→ **Description of the task**: Beginning at the top of the listing, repeat each line exactly until the line with "# for each instance of the blue sweater, put" has been repeated too.

——————————

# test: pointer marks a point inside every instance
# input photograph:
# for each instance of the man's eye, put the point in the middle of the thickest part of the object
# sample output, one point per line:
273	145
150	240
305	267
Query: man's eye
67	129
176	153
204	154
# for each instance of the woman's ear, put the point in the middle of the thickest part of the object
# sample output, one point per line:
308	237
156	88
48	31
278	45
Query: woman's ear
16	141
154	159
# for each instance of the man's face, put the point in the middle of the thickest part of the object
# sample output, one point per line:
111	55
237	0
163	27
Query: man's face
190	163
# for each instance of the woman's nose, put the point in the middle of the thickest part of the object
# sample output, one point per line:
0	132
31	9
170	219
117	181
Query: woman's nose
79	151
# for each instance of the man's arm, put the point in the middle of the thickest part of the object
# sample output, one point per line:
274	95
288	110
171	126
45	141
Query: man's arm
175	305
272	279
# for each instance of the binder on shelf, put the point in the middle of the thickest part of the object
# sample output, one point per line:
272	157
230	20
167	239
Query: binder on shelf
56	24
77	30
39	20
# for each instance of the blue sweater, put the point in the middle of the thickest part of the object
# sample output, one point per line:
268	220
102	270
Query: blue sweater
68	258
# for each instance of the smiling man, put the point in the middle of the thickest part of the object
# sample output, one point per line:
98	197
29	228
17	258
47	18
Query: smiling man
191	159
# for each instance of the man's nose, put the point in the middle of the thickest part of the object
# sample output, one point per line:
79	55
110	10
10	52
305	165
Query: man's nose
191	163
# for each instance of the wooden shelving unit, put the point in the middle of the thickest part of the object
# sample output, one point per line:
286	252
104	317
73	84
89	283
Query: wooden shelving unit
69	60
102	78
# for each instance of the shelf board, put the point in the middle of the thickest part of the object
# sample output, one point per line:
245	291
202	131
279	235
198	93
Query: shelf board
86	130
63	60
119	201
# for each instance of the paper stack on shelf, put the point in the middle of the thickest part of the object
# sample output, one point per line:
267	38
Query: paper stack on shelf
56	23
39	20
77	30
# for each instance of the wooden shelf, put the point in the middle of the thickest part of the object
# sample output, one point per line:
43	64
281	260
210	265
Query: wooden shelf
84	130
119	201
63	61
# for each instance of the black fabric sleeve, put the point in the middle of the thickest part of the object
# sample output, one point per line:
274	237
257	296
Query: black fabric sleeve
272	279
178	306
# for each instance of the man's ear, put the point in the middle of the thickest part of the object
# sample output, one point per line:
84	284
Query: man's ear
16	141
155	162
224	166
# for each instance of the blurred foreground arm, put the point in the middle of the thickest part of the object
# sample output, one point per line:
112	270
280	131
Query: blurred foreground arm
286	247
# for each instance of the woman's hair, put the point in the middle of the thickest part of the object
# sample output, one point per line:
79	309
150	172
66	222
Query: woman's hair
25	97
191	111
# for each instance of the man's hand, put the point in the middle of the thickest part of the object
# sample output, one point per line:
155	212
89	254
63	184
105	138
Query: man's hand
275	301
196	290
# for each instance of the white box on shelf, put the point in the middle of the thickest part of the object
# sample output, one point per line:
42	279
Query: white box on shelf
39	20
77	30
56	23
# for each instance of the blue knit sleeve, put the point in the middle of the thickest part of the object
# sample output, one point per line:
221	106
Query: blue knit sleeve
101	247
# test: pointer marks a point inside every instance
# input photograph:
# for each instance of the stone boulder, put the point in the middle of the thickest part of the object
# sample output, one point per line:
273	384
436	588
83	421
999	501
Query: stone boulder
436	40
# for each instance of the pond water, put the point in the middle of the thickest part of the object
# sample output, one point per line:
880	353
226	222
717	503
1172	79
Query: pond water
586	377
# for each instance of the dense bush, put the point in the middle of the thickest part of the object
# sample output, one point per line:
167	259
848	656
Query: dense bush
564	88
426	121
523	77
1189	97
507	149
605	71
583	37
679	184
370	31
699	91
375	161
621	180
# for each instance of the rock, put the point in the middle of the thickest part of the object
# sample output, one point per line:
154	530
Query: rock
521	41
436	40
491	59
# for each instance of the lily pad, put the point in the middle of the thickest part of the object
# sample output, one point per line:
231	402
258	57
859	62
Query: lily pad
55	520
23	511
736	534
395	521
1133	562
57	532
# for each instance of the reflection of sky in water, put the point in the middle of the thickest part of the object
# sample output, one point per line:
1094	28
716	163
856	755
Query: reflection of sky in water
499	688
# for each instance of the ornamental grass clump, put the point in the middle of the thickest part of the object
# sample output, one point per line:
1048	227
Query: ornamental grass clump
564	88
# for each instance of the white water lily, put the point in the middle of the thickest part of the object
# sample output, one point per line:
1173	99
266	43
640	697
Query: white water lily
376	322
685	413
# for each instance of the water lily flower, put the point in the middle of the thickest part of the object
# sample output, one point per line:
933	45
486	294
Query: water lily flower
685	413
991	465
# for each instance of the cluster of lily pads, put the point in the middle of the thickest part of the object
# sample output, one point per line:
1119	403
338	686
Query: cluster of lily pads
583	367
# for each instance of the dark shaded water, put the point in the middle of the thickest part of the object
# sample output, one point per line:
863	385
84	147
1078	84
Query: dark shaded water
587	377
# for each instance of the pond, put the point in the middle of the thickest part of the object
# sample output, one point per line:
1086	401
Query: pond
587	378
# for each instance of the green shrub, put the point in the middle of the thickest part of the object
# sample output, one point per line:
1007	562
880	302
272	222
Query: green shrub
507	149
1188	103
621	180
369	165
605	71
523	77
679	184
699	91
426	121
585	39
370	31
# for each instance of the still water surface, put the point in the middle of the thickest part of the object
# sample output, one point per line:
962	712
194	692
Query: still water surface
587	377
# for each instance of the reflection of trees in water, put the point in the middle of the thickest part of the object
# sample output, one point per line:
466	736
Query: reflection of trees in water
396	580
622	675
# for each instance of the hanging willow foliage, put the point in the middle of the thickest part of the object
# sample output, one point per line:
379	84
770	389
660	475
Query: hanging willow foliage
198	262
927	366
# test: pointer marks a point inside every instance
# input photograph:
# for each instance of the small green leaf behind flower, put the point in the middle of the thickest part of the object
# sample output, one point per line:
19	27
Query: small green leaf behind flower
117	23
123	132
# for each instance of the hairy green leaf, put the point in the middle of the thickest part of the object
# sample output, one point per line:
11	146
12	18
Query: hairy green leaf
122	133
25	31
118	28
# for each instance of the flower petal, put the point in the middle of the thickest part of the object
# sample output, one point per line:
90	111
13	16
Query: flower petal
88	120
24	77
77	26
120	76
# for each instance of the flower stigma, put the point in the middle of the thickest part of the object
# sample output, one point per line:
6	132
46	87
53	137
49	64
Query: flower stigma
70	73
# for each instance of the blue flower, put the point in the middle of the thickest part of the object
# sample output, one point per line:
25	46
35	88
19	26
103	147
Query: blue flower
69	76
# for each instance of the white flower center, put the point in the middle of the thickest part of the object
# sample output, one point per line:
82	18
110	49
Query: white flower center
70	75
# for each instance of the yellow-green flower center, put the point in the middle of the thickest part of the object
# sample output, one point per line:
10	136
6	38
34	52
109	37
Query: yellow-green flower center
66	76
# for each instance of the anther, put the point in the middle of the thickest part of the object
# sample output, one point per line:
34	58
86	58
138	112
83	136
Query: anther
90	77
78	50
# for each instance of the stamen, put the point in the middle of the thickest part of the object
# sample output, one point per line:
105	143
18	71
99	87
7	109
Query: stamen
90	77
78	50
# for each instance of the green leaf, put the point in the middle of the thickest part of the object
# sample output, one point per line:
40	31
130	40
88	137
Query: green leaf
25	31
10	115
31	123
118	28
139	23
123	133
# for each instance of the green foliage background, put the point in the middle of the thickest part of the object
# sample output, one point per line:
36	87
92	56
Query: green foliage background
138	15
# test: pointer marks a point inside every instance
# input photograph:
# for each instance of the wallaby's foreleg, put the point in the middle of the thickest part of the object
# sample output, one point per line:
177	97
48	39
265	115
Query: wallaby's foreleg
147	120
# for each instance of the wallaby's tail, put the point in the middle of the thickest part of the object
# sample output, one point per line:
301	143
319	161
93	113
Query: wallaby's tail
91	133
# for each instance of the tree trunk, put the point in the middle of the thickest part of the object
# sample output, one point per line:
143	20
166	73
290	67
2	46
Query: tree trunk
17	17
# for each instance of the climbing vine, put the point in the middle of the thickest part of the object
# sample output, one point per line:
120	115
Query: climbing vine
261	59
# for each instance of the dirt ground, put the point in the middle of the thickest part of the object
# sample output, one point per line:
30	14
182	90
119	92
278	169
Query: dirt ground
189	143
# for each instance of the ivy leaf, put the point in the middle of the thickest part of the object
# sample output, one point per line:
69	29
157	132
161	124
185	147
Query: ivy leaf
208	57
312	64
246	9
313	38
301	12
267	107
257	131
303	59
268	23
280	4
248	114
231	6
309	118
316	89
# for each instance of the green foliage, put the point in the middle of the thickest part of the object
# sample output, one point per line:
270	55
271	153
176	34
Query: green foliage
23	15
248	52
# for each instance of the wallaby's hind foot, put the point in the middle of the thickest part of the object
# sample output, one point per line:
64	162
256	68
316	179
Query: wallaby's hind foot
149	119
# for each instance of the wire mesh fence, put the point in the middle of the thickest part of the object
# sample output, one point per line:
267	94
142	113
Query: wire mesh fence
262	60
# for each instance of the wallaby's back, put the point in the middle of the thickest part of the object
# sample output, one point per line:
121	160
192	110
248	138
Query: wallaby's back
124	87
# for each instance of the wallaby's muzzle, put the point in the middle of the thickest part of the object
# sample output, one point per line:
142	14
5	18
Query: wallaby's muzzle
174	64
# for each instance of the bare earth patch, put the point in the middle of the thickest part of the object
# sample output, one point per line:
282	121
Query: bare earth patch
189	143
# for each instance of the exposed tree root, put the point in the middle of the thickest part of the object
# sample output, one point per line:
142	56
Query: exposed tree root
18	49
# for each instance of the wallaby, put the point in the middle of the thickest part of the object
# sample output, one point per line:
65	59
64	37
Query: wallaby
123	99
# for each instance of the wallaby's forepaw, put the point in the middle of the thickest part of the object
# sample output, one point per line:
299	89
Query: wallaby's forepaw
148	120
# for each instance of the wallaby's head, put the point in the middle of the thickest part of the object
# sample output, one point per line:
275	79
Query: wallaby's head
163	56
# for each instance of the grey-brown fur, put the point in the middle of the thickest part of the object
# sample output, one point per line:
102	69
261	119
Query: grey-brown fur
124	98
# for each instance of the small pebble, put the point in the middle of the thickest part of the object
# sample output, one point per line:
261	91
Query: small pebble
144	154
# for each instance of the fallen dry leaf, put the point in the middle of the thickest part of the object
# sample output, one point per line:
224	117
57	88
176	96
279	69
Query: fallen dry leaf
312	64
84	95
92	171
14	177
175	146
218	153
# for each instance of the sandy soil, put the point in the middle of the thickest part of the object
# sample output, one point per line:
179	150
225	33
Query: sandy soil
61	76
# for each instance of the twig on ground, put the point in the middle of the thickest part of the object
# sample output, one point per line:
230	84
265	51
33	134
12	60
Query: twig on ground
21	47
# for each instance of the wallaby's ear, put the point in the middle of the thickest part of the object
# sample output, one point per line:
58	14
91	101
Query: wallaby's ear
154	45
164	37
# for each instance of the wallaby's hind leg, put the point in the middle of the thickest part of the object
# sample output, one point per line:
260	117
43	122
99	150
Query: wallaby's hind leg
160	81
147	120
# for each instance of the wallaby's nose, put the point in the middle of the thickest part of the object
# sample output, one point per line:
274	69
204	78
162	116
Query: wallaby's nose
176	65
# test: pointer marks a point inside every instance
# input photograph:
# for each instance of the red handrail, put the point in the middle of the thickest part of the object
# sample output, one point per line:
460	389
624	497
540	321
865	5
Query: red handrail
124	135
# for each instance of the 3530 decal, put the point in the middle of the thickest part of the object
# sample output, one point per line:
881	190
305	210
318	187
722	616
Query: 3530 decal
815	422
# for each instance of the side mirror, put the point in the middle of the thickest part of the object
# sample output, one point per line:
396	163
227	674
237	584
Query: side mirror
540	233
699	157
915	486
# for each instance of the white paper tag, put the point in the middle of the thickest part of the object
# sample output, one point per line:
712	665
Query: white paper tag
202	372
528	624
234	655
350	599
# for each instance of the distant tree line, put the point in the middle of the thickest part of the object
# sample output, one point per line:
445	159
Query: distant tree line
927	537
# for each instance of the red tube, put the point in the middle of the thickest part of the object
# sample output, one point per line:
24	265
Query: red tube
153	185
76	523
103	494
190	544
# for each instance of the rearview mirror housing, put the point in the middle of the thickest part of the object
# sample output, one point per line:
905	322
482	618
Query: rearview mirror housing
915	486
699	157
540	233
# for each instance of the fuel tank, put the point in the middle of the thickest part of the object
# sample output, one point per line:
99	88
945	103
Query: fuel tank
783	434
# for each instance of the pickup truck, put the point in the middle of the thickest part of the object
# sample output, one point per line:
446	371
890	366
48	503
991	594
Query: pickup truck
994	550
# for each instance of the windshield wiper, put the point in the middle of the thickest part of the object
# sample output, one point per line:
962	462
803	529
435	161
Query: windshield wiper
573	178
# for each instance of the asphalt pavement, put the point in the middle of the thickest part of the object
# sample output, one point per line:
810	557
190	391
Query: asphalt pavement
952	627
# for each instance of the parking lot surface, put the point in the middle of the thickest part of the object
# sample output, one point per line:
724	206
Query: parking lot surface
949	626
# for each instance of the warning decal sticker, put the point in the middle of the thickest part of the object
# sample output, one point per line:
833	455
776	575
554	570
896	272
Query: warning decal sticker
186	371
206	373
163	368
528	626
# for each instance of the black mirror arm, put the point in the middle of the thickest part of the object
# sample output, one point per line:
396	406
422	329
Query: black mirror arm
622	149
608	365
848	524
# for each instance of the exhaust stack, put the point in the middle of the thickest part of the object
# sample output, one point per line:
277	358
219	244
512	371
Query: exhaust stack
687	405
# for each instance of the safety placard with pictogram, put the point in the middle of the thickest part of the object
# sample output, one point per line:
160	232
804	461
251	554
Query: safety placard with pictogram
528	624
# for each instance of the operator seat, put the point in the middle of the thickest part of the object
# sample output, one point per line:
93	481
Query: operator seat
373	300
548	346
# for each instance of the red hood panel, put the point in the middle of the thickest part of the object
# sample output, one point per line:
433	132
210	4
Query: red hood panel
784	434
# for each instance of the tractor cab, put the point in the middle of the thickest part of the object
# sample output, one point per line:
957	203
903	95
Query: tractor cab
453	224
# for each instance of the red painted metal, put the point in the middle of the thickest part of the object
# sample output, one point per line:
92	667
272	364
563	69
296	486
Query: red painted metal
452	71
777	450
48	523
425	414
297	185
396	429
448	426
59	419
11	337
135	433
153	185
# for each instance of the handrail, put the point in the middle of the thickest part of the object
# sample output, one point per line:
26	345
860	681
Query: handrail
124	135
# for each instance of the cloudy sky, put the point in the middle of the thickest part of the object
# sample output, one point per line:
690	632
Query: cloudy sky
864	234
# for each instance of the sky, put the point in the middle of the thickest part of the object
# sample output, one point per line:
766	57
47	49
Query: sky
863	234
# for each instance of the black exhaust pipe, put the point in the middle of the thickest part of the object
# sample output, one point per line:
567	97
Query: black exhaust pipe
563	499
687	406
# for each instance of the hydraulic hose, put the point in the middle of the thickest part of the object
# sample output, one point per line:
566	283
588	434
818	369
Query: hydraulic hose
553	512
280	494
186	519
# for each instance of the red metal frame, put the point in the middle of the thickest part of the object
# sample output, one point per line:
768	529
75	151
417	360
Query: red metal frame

——————————

→ **Final answer**:
# test: pointer marks a point inside every instance
# input photograph:
# for each instance of the man's eye, put the point in the middle of the thickest part of the object
# sample output, one point per line:
273	145
150	240
305	267
Query: man's eye
67	129
176	153
204	154
# for each instance of the woman's ear, put the point in the middle of the thickest part of the object
# sample output, one point per line:
308	237
156	88
48	31
278	45
Query: woman's ear
16	141
154	159
# for each instance of the man's face, put the point in the middle of the thickest part of the object
# sample output, one point per line:
111	55
237	0
163	27
Query: man's face
190	163
# for each instance of the woman's nose, put the point in the middle of the thickest part of the object
# sample output, one point per line:
0	132
31	9
170	219
117	181
Query: woman's nose
79	151
# for each instance of the man's arm, put the point in the middle of the thickest part of the object
# sample output, one point per line:
274	95
288	110
171	126
45	141
Query: man's arm
175	305
272	279
# for each instance of the binder on shelf, put the point in the middle of the thickest part of the object
# sample output, one point per line:
272	157
230	20
167	239
Query: binder on shelf
56	24
77	30
39	20
# for each instance of the blue sweater, put the point in the middle of the thickest part of the object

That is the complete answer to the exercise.